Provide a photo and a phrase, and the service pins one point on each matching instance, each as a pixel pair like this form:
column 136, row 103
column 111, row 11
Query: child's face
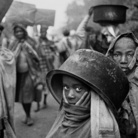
column 73, row 89
column 124, row 50
column 19, row 33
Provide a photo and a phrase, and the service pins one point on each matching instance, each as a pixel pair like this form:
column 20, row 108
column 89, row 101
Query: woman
column 27, row 69
column 124, row 52
column 87, row 106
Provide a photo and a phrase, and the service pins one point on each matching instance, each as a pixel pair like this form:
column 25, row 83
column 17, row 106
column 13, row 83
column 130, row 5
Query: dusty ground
column 43, row 120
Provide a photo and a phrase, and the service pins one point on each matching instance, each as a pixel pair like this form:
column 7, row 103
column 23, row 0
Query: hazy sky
column 58, row 5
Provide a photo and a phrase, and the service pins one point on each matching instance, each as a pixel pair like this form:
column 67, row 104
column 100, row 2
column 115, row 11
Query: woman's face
column 124, row 50
column 19, row 33
column 73, row 89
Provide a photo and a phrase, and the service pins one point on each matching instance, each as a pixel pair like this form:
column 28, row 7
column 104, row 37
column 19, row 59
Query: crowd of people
column 95, row 83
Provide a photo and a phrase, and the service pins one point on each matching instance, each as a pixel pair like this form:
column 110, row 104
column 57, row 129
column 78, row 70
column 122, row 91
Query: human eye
column 116, row 54
column 65, row 87
column 79, row 89
column 130, row 54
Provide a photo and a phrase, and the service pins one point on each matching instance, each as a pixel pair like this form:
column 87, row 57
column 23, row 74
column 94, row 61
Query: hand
column 90, row 11
column 84, row 100
column 39, row 87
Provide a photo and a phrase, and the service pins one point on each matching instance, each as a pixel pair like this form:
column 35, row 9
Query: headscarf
column 128, row 111
column 128, row 35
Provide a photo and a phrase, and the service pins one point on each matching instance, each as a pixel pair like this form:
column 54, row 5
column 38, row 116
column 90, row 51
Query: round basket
column 111, row 14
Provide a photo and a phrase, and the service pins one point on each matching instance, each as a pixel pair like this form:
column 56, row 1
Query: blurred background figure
column 46, row 60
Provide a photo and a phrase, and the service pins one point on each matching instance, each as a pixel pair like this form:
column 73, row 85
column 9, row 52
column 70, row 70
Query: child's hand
column 90, row 11
column 84, row 100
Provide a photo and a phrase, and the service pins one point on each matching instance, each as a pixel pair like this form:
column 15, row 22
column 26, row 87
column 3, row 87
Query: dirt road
column 43, row 120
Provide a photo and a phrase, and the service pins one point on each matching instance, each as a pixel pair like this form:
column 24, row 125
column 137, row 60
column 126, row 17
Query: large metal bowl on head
column 110, row 14
column 95, row 70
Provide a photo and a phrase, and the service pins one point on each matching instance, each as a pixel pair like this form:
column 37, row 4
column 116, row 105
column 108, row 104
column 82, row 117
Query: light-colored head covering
column 131, row 36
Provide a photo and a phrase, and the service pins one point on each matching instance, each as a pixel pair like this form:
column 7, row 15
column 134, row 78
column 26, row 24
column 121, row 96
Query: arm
column 81, row 28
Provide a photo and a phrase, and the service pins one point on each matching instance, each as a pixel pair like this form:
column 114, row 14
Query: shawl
column 129, row 110
column 96, row 121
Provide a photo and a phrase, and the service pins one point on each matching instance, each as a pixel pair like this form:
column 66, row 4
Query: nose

Exercise prompt:
Would you copy out every line of the data above exactly, minus the pictures?

Result:
Provide a photo and a phrase, and the service pins one point on each matching instance, each as a pixel pair like this form:
column 136, row 103
column 111, row 11
Query: child's face
column 73, row 89
column 124, row 50
column 19, row 33
Provide a photo and a phrase, and the service pins one point on each matching instance, each as a pixel pair like this form:
column 20, row 108
column 89, row 101
Query: woman
column 27, row 69
column 124, row 52
column 87, row 106
Provide a photo and a phrase, and the service pins one point on each matching instance, each as a pixel pair like this form:
column 25, row 83
column 17, row 106
column 13, row 83
column 130, row 5
Query: dusty ground
column 43, row 120
Provide a photo and a phrase, and the service pins one point on each matching instance, each as a pixel pair like this form:
column 7, row 103
column 23, row 0
Query: hazy sky
column 58, row 5
Provide a photo and a phrase, and the service pins one point on each matching instance, each as a pixel pair like this form:
column 67, row 104
column 100, row 2
column 115, row 11
Query: woman's face
column 124, row 50
column 19, row 33
column 73, row 89
Provide a photo and a phrase, and the service pins one point on each matching instance, each as a pixel pair like this form:
column 28, row 7
column 104, row 37
column 19, row 59
Query: crowd of people
column 95, row 83
Provide a photo and a phrase, and the service pins one point on each matching instance, each as a pixel pair like this form:
column 110, row 104
column 57, row 129
column 78, row 70
column 122, row 91
Query: human eye
column 116, row 54
column 65, row 87
column 79, row 89
column 130, row 54
Provide a photo and a phrase, and the service pins one point on each matching instance, each as a pixel pair like this form:
column 87, row 57
column 23, row 74
column 94, row 61
Query: hand
column 90, row 11
column 84, row 100
column 39, row 87
Provide a photo and a phrase, and the service pins one point on each matching instance, each as a pixel pair like this form:
column 35, row 9
Query: headscarf
column 128, row 111
column 128, row 35
Provide a photo and a phrase, and the service pins one point on each matching instance, each as a pixel pair like this form:
column 54, row 5
column 38, row 116
column 90, row 51
Query: round basket
column 111, row 14
Provide a photo and a phrase, and the service pins one point on each matching instance, each as a pixel pair like this form:
column 56, row 1
Query: blurred background figure
column 46, row 60
Provide a photo and a phrase, and the service pins one point on each matching instance, each as a pixel pair like this form:
column 73, row 85
column 9, row 52
column 70, row 70
Query: child's hand
column 90, row 11
column 84, row 100
Provide a photo and a phrase, and the service pins one point on each matching instance, each as a pixel pair like this form:
column 15, row 22
column 26, row 87
column 3, row 87
Query: dirt road
column 43, row 120
Provide a photo and a phrase, and the service pins one point on each matching instance, each as a pixel pair like this form:
column 24, row 125
column 137, row 60
column 126, row 17
Query: large metal bowl on head
column 110, row 14
column 95, row 70
Provide a photo and a phrase, and the service pins one point on each matching instance, each as a pixel pair like this form:
column 37, row 4
column 116, row 105
column 108, row 104
column 82, row 117
Query: light-colored head covering
column 131, row 36
Provide a photo and a phrase, and the service pins one point on each matching instance, each as a pixel pair like this form:
column 7, row 15
column 134, row 78
column 26, row 24
column 121, row 96
Query: arm
column 81, row 28
Provide a photo and a phrase, and the service pins one point on each matching instance, each as a pixel pair like this form:
column 114, row 14
Query: shawl
column 129, row 110
column 96, row 121
Provide a photo and a phrase, and the service pins one point on each matching instance, each as a pixel pair like this form:
column 66, row 4
Query: nose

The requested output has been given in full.